Required task
Can you render the rows below as a two-column CSV with the headers input and output, one line for each row? Put each row's text in a quoted input field and its answer in a quoted output field, with line breaks replaced by spaces.

Entries

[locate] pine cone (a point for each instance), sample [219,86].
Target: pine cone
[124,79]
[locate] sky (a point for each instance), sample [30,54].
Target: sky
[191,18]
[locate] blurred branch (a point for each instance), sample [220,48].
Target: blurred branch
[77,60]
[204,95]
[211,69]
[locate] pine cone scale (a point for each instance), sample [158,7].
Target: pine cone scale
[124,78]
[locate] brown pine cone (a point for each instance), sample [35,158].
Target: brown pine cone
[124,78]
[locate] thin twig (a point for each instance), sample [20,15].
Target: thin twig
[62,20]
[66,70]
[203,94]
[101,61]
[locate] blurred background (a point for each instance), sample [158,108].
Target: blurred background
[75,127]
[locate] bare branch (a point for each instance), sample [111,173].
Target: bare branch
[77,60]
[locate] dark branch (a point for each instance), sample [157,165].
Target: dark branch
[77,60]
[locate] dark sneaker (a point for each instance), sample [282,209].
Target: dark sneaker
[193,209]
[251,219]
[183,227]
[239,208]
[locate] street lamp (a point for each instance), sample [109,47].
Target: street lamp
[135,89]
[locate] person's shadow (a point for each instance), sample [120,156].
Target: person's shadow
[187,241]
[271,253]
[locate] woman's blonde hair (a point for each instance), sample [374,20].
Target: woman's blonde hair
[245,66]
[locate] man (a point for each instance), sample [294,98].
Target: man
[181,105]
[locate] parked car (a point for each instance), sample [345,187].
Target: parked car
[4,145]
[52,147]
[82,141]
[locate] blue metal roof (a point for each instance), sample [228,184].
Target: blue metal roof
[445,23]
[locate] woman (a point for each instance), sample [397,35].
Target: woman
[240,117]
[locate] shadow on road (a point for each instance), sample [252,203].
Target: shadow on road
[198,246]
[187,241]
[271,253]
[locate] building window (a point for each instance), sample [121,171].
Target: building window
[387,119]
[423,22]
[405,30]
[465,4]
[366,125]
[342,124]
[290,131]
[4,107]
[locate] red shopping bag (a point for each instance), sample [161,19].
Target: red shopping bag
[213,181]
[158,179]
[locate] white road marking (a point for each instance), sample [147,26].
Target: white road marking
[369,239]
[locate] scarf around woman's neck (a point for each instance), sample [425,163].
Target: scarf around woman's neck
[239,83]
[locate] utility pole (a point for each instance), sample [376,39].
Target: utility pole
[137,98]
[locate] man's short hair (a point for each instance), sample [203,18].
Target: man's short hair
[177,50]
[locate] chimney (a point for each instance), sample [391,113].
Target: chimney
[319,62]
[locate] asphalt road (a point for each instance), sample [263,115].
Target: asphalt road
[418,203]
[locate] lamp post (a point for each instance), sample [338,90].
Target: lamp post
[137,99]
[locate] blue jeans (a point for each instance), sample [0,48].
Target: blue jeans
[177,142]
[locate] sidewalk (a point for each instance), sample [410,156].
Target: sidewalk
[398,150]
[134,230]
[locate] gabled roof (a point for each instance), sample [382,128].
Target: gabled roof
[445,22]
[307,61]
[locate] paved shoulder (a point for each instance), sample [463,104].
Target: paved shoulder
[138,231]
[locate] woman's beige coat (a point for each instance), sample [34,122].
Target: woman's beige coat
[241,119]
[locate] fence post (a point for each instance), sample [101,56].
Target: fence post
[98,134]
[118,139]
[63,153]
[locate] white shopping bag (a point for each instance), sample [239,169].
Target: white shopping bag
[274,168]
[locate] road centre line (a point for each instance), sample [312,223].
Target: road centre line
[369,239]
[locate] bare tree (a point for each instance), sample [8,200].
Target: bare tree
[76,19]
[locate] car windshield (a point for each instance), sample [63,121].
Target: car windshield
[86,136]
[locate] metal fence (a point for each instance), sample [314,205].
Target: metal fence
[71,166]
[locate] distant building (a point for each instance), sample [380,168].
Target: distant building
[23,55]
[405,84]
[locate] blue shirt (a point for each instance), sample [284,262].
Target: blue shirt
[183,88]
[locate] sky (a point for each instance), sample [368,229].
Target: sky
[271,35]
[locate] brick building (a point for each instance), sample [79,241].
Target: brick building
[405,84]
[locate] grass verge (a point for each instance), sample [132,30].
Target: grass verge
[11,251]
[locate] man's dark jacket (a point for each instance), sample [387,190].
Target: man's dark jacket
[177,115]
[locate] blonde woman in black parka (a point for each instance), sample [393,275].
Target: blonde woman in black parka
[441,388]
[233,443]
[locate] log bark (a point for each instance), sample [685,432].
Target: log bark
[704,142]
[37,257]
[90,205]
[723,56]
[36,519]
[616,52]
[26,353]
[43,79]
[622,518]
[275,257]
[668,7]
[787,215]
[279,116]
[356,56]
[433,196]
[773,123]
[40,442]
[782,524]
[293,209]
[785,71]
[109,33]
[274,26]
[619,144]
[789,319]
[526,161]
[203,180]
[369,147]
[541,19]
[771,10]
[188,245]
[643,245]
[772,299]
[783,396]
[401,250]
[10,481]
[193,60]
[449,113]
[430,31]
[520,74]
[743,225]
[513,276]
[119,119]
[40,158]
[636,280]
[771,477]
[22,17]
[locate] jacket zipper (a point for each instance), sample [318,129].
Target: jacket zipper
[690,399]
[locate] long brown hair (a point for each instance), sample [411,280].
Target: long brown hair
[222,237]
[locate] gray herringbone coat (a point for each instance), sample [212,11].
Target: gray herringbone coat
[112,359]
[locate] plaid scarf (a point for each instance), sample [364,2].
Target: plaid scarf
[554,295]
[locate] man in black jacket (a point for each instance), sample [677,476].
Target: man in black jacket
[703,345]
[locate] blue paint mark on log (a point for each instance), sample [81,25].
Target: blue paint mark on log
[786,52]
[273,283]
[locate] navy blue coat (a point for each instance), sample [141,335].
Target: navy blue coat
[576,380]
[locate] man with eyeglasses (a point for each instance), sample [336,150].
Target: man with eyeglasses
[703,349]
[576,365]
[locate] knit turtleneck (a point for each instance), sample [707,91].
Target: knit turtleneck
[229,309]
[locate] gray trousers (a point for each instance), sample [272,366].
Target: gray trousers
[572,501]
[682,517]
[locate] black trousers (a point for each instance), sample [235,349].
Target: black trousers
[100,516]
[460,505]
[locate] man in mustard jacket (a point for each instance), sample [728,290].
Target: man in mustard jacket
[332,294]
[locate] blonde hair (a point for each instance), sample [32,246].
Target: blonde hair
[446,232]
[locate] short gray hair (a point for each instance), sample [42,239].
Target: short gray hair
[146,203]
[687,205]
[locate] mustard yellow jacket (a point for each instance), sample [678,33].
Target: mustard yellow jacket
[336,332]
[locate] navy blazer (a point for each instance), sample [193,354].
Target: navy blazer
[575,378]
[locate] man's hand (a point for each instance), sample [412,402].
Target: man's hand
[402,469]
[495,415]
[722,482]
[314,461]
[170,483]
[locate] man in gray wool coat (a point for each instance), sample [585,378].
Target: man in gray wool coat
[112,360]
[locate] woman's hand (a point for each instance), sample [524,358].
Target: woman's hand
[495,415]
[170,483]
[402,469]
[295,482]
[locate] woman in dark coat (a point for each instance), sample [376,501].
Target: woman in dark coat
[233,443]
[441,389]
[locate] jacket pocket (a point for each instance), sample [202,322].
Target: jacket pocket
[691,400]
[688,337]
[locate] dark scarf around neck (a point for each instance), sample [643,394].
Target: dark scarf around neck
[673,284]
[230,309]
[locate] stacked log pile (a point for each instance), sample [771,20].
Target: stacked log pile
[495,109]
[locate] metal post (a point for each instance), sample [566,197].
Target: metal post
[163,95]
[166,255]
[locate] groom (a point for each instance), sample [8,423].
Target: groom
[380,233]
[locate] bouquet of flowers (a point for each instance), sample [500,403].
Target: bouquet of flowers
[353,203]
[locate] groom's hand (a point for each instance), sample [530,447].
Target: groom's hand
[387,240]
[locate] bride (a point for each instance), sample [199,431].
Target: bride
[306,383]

Result for this task
input,output
"[locate] pine cone (a point for each instance), sample [219,86]. Target: pine cone","[124,79]"
"[locate] sky (a point for each instance), sample [30,54]. Target: sky","[191,18]"
"[locate] blurred branch (a point for each instance), sample [220,48]. Target: blurred branch","[77,60] [204,95] [211,69]"
"[locate] pine cone scale (a point for each instance), sample [158,7]. Target: pine cone scale","[124,78]"
"[locate] brown pine cone (a point for each instance), sample [35,158]. Target: brown pine cone","[124,78]"
"[locate] thin twig (a point for each instance), sample [20,15]. Target: thin twig","[62,20] [66,70] [203,94] [101,61]"
"[locate] blurred background (a point for each instance), sample [158,108]. Target: blurred background","[75,127]"
"[locate] bare branch (a point for each instance), sample [111,173]. Target: bare branch","[77,60]"
"[locate] dark branch (a point for each instance), sample [157,165]. Target: dark branch","[77,60]"
"[locate] dark sneaker (a point for each instance), sample [282,209]. Target: dark sneaker","[193,209] [251,219] [183,227] [239,208]"
"[locate] street lamp (a point for each instance), sample [109,47]. Target: street lamp","[135,89]"
"[locate] person's shadow (a point for each instance), sample [120,156]. Target: person's shadow","[187,241] [271,253]"
"[locate] woman's blonde hair (a point for each instance), sample [374,20]. Target: woman's blonde hair","[245,66]"
"[locate] man (a point for each instance), sample [294,98]. Target: man","[181,105]"
"[locate] parked car (a point for each instance), sample [345,187]. Target: parked car","[4,145] [52,147] [82,141]"
"[locate] blue metal roof (a point for each instance), sample [228,184]. Target: blue metal roof","[445,23]"
"[locate] woman (a point for each instance), sample [397,35]. Target: woman","[240,117]"
"[locate] shadow on road (a point for each instance), sample [252,203]. Target: shadow on road","[198,246] [187,241] [271,253]"
"[locate] building window (a point for each instance), sample [121,171]. Target: building window","[387,119] [423,22] [405,30] [465,4] [366,125] [342,124] [290,131] [4,107]"
"[locate] red shopping bag (a point for each instance), sample [161,19]. Target: red shopping bag","[213,181] [158,179]"
"[locate] white road marking (a point for each instance), sample [147,26]. Target: white road marking","[369,239]"
"[locate] scarf around woman's neck (a point for each instance), sample [425,163]. Target: scarf around woman's neck","[239,83]"
"[locate] utility pole (a point for each instance), sample [376,39]. Target: utility pole","[137,98]"
"[locate] man's short hair (a point for each instance), sample [203,18]. Target: man's short hair","[177,50]"
"[locate] chimney (a point for each instance), sample [391,113]. Target: chimney","[319,62]"
"[locate] asphalt road (a point for each instance), sample [263,115]. Target: asphalt road","[418,203]"
"[locate] lamp post (a point for each instance), sample [338,90]. Target: lamp post","[137,99]"
"[locate] blue jeans (a point for each instance), sample [0,48]. Target: blue jeans","[177,142]"
"[locate] sidewalk (a point for each instance), sample [410,156]. Target: sidewalk","[398,150] [134,230]"
"[locate] gabled roof (a point for each instance), sample [382,128]. Target: gabled roof","[445,22] [307,61]"
"[locate] paved shoulder (a point for each instance), sample [463,104]. Target: paved shoulder","[138,231]"
"[locate] woman's beige coat (a point for each instance), sample [34,122]. Target: woman's beige coat","[241,119]"
"[locate] fence post (a point for each instance), sample [101,56]. Target: fence post","[98,134] [118,139] [63,153]"
"[locate] white shopping bag (a point for each instance), sample [239,169]. Target: white shopping bag","[274,168]"
"[locate] road centre line (a point for each instance), sample [312,223]. Target: road centre line","[369,239]"
"[locate] bare tree (a point for each instance), sample [8,200]. Target: bare tree","[76,19]"
"[locate] car windshield (a point for each instance), sample [63,121]. Target: car windshield","[86,136]"
"[locate] metal fence (a point for each instance), sample [314,205]. Target: metal fence","[71,166]"
"[locate] distant building (a point for each instance), sample [380,168]. Target: distant building","[23,55] [405,84]"
"[locate] blue shirt (a point for each instance), sample [284,262]. Target: blue shirt","[183,88]"
"[locate] sky (a point for each instance), sample [368,229]. Target: sky","[271,35]"
"[locate] brick building (a point for each instance), sample [79,241]. Target: brick building","[405,84]"
"[locate] grass verge (a point for each instance), sample [132,30]. Target: grass verge","[11,251]"
"[locate] man's dark jacket (a point for each instance), sample [387,190]. Target: man's dark jacket","[177,115]"
"[locate] blonde woman in black parka (a point for each instance), sample [393,275]. Target: blonde woman in black parka","[441,388] [233,443]"
"[locate] log bark (a point for each instance), sample [685,432]. Target: log bark","[704,142] [37,257] [90,205] [723,56] [36,519] [616,52] [26,353] [43,79] [622,518] [275,257] [668,7] [787,215] [279,116] [356,56] [433,196] [773,123] [40,442] [782,524] [293,209] [785,71] [109,33] [274,26] [619,144] [789,319] [526,161] [203,180] [369,147] [541,19] [771,10] [188,245] [643,245] [772,299] [783,396] [401,250] [10,481] [193,60] [449,113] [430,31] [520,74] [743,225] [513,276] [119,119] [40,158] [636,280] [771,477] [22,17]"
"[locate] jacket zipper (a point for each instance), sample [318,129]. Target: jacket zipper","[690,399]"
"[locate] long brown hair (a point for each instance), sample [411,280]. Target: long brown hair","[222,237]"
"[locate] gray herringbone coat (a point for each instance), sample [212,11]. Target: gray herringbone coat","[112,359]"
"[locate] plaid scarf (a point for each instance), sample [364,2]. Target: plaid scarf","[554,295]"
"[locate] man in black jacket (a point for each instance), sample [677,476]. Target: man in black jacket","[703,345]"
"[locate] blue paint mark on log (a point for each instance), sample [81,25]. Target: blue paint mark on log","[786,52] [273,283]"
"[locate] navy blue coat (a point for each instance), sample [141,335]. Target: navy blue coat","[576,380]"
"[locate] man with eyeglasses (a point for each instance), sample [336,150]. Target: man with eyeglasses","[703,349] [576,365]"
"[locate] knit turtleneck (a point for each instance), sample [707,91]. Target: knit turtleneck","[229,309]"
"[locate] gray trousers (a point for each instance), sample [272,366]. Target: gray trousers","[572,501] [682,517]"
"[locate] black trousers (a point for each instance), sample [235,349]. Target: black trousers","[100,516] [460,505]"
"[locate] man in mustard jacket (a point for each instance), sample [728,290]. Target: man in mustard jacket","[332,294]"
"[locate] blonde hair (a point for each instance), sample [32,246]. Target: blonde hair","[446,232]"
"[locate] short gray hair (a point for each instance), sample [42,239]. Target: short gray hair","[146,203] [687,205]"
"[locate] mustard yellow jacket (a point for each instance), sample [678,33]. Target: mustard yellow jacket","[336,332]"
"[locate] navy blazer (a point for each instance), sample [193,354]. Target: navy blazer","[575,378]"
"[locate] man's hand (a point for each instance), sample [412,402]. Target: man's hand","[402,469] [495,415] [722,482] [314,461] [170,483]"
"[locate] man in gray wool coat (a point for each instance), sample [585,378]. Target: man in gray wool coat","[112,360]"
"[locate] woman's hand (a point for each instance), sample [524,358]. Target: woman's hand","[495,415] [170,483] [402,469] [295,482]"
"[locate] woman in dark coat (a point for each instance), sample [376,501]. Target: woman in dark coat","[233,443] [441,389]"
"[locate] jacket pocket (a point for each instance), sample [202,322]. Target: jacket pocket","[691,400] [688,337]"
"[locate] dark scarf around neck (a point for each instance), sample [643,394]. Target: dark scarf around neck","[673,284] [230,309]"
"[locate] stacked log pile (a point for each instance), sample [771,20]. Target: stacked log pile","[495,109]"
"[locate] metal post (a point for each instance), sample [566,197]. Target: metal post","[163,95] [166,255]"
"[locate] groom (a point for each instance), sample [8,423]. Target: groom","[380,233]"
"[locate] bouquet of flowers (a point for each instance), sample [500,403]. Target: bouquet of flowers","[353,203]"
"[locate] groom's hand (a point for each instance), sample [530,447]. Target: groom's hand","[387,240]"
"[locate] bride (a point for each instance), sample [199,431]. Target: bride","[306,383]"